» **EXERCISE GOAL**: How many lines in the records below contain the string "negative"? Reply with the number alone.

» **DATA RECORDS**:
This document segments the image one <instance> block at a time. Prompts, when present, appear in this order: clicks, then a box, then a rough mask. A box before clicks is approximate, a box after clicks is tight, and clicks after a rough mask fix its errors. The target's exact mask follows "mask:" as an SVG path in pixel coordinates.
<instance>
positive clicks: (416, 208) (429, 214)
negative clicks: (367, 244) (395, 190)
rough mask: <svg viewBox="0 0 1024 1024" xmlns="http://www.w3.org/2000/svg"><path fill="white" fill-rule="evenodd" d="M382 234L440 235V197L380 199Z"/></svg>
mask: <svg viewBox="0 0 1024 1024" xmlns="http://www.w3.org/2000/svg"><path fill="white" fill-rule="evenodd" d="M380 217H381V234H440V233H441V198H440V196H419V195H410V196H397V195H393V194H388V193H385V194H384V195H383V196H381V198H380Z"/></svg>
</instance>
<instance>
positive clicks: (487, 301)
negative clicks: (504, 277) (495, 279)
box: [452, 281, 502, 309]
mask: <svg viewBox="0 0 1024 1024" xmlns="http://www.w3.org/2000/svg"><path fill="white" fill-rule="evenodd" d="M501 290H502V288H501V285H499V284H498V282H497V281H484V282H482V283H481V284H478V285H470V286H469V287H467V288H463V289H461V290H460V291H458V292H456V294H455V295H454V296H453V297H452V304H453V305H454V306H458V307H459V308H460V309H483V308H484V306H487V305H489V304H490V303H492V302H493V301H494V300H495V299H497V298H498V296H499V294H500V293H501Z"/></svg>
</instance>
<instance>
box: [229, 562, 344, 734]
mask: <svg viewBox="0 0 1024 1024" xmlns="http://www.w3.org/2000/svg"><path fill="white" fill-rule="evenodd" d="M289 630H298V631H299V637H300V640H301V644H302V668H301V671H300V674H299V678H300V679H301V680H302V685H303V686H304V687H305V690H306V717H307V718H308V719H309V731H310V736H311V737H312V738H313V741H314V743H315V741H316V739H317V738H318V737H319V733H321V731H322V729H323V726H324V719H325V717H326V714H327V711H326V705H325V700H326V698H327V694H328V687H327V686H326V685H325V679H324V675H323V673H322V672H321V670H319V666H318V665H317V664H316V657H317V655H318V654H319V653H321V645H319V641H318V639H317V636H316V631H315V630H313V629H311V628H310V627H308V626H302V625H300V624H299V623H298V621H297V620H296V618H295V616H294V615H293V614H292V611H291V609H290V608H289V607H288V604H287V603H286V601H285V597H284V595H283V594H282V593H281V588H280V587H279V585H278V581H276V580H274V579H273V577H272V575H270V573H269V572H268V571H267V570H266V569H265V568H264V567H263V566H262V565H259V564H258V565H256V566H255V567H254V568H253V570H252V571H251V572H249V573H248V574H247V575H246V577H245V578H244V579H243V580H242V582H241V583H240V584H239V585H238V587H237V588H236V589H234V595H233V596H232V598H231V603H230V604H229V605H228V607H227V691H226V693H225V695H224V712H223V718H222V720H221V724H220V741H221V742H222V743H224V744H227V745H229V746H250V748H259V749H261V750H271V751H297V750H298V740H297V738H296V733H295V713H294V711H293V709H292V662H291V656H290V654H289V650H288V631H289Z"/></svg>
* * *
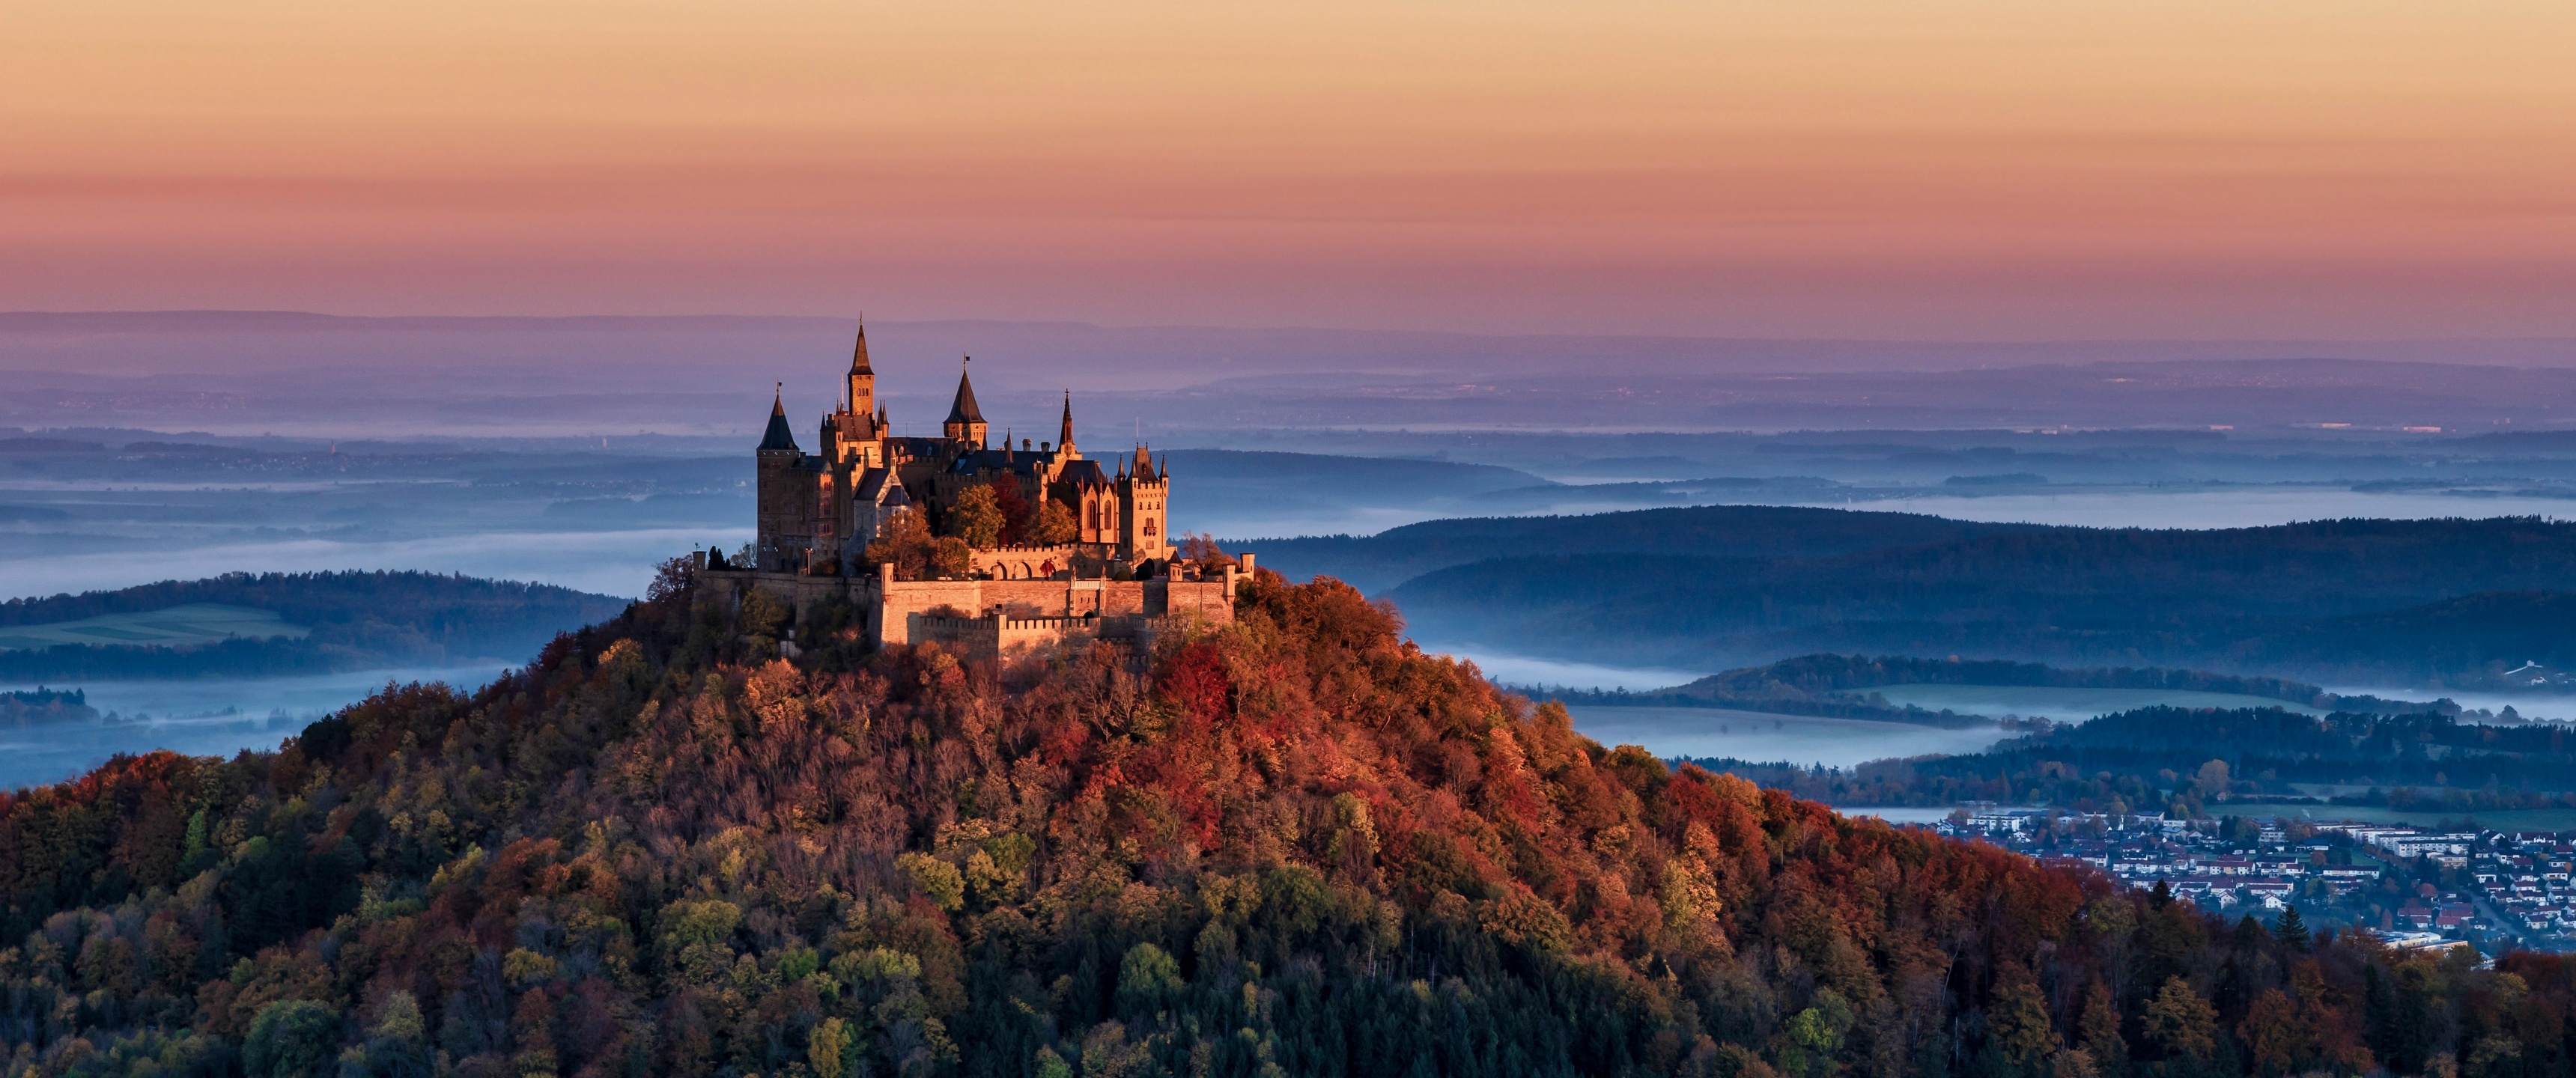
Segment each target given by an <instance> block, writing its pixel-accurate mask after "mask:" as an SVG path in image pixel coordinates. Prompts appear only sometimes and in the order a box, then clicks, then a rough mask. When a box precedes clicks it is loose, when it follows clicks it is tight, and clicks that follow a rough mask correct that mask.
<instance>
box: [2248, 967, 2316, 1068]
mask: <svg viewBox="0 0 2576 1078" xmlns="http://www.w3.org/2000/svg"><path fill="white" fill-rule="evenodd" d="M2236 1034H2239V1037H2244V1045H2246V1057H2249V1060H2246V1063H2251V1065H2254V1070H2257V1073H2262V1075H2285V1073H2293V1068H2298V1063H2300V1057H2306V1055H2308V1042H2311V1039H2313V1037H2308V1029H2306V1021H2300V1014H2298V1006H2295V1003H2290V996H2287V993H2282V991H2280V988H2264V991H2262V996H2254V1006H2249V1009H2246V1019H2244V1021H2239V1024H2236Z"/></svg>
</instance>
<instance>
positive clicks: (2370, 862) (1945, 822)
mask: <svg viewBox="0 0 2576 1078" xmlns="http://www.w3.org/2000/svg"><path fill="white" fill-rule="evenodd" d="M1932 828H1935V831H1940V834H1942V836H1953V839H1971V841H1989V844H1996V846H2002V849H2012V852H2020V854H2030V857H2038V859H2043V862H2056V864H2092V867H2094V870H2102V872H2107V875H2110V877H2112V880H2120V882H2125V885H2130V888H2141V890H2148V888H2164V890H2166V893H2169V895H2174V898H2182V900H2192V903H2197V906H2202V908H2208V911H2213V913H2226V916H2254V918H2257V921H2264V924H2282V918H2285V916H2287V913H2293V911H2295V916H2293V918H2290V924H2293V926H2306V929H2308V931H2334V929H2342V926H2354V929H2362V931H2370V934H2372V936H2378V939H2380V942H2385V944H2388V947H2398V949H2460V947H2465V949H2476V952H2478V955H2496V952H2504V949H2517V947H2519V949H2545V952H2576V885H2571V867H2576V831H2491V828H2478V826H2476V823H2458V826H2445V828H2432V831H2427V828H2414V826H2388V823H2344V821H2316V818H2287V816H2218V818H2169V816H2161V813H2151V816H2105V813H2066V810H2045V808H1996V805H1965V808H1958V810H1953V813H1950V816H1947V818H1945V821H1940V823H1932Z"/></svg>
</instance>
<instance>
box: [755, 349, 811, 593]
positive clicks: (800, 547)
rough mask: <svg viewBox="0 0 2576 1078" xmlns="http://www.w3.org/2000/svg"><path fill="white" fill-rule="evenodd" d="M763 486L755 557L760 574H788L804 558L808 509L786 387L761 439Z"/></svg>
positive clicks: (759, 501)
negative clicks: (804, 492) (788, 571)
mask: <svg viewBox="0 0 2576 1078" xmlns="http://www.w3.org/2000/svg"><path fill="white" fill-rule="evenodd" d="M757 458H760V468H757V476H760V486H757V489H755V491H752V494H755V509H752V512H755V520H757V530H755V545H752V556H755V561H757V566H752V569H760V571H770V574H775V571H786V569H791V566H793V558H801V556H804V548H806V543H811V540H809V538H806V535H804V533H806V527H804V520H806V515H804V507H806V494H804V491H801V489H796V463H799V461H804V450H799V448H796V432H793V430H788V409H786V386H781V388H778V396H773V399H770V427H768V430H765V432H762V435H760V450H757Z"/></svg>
==
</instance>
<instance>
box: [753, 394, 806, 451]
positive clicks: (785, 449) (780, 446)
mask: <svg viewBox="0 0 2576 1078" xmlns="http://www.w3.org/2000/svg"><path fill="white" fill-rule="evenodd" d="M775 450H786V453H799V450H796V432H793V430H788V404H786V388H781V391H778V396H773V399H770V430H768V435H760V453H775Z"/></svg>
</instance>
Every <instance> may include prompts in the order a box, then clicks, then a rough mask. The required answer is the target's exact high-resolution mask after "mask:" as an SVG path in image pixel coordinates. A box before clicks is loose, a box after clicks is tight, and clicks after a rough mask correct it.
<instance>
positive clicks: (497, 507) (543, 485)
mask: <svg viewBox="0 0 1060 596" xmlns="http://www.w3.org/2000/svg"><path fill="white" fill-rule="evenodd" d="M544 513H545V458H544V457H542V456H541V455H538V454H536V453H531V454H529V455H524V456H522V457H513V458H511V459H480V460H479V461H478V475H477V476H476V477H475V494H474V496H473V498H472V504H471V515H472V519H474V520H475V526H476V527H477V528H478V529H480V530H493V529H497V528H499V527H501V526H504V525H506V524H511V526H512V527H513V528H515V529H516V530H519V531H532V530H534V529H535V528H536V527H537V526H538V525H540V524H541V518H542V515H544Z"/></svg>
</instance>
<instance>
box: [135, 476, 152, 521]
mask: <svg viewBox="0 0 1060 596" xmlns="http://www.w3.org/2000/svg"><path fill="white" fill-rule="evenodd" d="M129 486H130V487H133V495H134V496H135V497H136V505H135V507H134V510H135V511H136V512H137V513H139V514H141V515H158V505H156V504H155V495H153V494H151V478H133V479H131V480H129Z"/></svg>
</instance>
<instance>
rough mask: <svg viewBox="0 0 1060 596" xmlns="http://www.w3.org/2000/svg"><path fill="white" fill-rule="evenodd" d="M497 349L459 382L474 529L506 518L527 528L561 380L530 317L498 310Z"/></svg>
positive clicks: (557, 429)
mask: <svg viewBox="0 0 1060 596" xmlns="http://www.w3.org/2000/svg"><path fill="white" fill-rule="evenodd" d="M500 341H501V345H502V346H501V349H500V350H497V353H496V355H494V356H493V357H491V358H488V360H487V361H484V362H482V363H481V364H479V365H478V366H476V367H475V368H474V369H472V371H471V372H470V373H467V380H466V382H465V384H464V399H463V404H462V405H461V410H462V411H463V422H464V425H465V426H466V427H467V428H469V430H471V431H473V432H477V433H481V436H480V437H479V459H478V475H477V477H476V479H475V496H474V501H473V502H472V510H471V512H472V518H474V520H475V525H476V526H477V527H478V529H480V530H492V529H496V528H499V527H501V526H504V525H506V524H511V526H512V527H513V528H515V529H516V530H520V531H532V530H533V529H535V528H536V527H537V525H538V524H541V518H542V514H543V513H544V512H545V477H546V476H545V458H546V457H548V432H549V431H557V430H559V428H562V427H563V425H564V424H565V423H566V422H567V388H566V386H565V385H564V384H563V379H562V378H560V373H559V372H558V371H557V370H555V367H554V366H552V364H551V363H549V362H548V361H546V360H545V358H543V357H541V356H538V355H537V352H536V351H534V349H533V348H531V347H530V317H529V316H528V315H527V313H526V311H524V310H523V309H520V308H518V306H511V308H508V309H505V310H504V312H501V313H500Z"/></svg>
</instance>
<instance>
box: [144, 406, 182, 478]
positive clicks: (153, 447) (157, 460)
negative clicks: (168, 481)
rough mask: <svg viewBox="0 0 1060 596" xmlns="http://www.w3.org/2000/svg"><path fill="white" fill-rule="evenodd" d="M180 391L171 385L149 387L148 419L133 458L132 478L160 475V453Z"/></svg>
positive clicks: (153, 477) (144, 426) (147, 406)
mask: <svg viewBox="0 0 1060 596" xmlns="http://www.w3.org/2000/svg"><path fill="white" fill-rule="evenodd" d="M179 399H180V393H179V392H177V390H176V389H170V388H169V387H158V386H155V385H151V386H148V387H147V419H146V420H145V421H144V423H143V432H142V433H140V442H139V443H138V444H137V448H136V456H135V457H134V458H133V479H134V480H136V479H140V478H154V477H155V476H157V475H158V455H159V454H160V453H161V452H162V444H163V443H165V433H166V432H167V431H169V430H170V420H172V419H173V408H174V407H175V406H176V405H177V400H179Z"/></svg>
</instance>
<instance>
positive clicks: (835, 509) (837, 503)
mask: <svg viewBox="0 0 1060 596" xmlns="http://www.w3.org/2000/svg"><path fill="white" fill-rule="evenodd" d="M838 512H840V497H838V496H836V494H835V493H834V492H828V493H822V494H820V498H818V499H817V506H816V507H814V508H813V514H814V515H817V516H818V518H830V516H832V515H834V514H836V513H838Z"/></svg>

» **FINISHED EXERCISE**: 4